Challenge: Extract, word for word, the lines below from the one containing "the concrete pillar" through the one containing "[[978, 147], [1189, 151], [1119, 151], [1049, 148]]", both included.

--- START Data listing ---

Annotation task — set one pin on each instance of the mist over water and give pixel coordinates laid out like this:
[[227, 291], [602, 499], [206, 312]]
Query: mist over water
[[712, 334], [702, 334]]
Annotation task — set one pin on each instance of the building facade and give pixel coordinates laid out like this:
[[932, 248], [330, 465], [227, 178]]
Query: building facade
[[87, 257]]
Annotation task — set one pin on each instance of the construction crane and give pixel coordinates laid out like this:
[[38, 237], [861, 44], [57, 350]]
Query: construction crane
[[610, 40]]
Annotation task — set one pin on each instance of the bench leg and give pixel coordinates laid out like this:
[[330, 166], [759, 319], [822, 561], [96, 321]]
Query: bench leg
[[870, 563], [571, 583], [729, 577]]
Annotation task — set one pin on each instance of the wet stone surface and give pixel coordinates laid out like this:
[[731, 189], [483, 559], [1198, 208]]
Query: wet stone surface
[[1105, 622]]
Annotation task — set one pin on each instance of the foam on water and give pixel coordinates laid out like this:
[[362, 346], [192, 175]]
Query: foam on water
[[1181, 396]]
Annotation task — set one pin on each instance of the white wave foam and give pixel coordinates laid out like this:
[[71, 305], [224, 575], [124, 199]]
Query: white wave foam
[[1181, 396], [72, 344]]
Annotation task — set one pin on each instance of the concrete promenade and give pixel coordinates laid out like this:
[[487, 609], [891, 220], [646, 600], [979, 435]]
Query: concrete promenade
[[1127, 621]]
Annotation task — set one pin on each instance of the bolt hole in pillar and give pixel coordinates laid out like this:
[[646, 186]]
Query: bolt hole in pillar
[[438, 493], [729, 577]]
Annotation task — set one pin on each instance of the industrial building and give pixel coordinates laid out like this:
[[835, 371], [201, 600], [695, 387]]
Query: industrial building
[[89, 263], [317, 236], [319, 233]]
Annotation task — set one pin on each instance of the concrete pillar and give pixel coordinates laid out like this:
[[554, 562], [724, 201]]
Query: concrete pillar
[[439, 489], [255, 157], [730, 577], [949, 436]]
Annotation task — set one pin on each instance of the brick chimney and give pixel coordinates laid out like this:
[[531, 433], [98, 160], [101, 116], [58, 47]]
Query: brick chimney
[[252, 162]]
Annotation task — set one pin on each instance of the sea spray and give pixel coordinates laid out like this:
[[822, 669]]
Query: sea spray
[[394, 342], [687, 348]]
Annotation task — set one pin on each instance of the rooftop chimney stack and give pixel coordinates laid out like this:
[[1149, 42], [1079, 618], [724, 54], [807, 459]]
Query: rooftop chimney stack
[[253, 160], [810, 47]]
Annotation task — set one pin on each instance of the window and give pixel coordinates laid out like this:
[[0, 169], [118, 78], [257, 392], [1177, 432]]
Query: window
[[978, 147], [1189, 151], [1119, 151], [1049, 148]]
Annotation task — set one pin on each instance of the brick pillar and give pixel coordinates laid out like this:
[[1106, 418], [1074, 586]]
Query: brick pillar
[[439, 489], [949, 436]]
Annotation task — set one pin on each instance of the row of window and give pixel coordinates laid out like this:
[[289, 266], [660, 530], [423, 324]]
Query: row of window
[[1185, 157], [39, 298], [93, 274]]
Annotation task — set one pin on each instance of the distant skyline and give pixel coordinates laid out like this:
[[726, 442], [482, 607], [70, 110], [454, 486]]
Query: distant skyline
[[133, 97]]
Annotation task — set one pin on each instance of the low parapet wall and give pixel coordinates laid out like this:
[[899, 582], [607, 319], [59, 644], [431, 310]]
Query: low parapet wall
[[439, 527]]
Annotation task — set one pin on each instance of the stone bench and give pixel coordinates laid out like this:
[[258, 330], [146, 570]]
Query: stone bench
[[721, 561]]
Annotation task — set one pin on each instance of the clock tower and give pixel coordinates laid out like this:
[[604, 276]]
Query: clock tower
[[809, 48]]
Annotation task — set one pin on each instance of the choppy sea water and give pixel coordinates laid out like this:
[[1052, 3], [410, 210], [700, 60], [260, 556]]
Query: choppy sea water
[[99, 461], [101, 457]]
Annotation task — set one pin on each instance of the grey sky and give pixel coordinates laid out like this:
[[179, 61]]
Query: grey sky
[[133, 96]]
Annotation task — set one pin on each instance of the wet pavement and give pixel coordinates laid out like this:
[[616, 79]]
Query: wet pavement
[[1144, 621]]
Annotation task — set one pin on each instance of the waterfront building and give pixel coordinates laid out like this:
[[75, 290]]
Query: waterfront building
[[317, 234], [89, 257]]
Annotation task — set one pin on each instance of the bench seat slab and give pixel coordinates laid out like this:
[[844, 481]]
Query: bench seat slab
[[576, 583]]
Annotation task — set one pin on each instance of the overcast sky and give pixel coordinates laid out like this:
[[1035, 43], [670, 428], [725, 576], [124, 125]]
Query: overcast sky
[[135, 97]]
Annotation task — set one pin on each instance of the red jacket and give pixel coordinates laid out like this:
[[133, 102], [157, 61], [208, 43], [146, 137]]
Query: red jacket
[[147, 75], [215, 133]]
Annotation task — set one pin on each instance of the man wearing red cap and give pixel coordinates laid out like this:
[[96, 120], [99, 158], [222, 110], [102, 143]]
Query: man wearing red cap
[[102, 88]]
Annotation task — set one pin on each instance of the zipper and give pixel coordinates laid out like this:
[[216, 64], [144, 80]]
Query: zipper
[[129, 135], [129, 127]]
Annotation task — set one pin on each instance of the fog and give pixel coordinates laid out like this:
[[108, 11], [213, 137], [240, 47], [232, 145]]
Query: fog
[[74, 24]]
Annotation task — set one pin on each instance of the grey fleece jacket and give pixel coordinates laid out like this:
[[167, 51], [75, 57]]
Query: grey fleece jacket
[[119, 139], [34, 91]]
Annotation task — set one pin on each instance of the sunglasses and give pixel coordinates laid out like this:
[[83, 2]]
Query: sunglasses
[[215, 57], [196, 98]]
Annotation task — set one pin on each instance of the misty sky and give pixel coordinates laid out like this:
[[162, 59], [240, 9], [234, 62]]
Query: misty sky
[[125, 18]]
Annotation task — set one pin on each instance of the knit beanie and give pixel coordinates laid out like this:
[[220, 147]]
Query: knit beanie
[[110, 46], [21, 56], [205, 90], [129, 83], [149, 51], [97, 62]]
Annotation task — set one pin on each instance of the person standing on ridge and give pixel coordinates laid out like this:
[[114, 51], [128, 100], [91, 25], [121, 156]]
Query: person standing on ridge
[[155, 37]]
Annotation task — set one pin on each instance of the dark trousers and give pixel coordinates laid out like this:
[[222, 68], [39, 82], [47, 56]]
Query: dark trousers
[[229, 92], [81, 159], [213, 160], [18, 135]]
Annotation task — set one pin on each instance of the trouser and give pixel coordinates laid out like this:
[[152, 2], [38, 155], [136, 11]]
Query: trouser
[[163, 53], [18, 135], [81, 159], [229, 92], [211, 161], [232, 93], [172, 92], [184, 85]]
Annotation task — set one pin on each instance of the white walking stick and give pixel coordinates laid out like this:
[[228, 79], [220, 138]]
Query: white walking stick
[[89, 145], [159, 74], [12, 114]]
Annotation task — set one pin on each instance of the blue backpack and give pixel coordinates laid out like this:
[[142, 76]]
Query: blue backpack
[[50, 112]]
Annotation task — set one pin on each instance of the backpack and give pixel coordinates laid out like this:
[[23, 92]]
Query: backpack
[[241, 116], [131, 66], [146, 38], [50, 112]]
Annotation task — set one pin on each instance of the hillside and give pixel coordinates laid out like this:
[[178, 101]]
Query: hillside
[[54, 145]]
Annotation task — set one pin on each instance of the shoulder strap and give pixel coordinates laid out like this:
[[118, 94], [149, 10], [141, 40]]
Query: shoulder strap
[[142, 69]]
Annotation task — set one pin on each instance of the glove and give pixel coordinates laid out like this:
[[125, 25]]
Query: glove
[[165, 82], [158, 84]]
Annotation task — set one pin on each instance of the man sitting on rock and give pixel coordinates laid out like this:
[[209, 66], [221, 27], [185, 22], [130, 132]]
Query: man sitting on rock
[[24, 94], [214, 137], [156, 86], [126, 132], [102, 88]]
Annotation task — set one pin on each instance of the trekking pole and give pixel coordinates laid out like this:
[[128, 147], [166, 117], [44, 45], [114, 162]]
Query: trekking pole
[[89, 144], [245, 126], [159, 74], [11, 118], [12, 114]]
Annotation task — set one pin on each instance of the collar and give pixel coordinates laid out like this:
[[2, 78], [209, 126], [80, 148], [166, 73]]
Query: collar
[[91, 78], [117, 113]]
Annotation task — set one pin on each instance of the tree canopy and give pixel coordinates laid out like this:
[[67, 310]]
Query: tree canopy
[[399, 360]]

--- END Data listing ---

Expected answer:
Annotation task — set one pin on each instance of the concrete pillar and give pixel coordinates laid out like this:
[[554, 562], [724, 201]]
Query: concrete pillar
[[439, 489], [255, 157], [730, 577], [949, 436]]
Annotation task — set one pin on each instance of the brick chimney and give pixel coordinates laid out like this:
[[531, 433], [98, 160], [101, 116], [58, 47]]
Query: brick chimney
[[252, 162]]
Annotation task — set one pin on each instance of the sea spray and give pixel coordinates laid out like this:
[[822, 669]]
Query: sea spray
[[394, 342], [687, 348]]
Annotation task — set one pin on each instance of the rooftop chimney stack and give pixel coordinates laid out like this:
[[1149, 42], [1079, 618], [724, 54], [807, 459]]
Query: rooftop chimney stack
[[253, 160], [810, 47]]
Annotation task — set one pin on each instance of the window and give pixel coordinates laid out like this:
[[0, 169], [118, 78], [257, 392], [1177, 432]]
Query: window
[[978, 147], [1189, 151], [1119, 151], [1049, 148]]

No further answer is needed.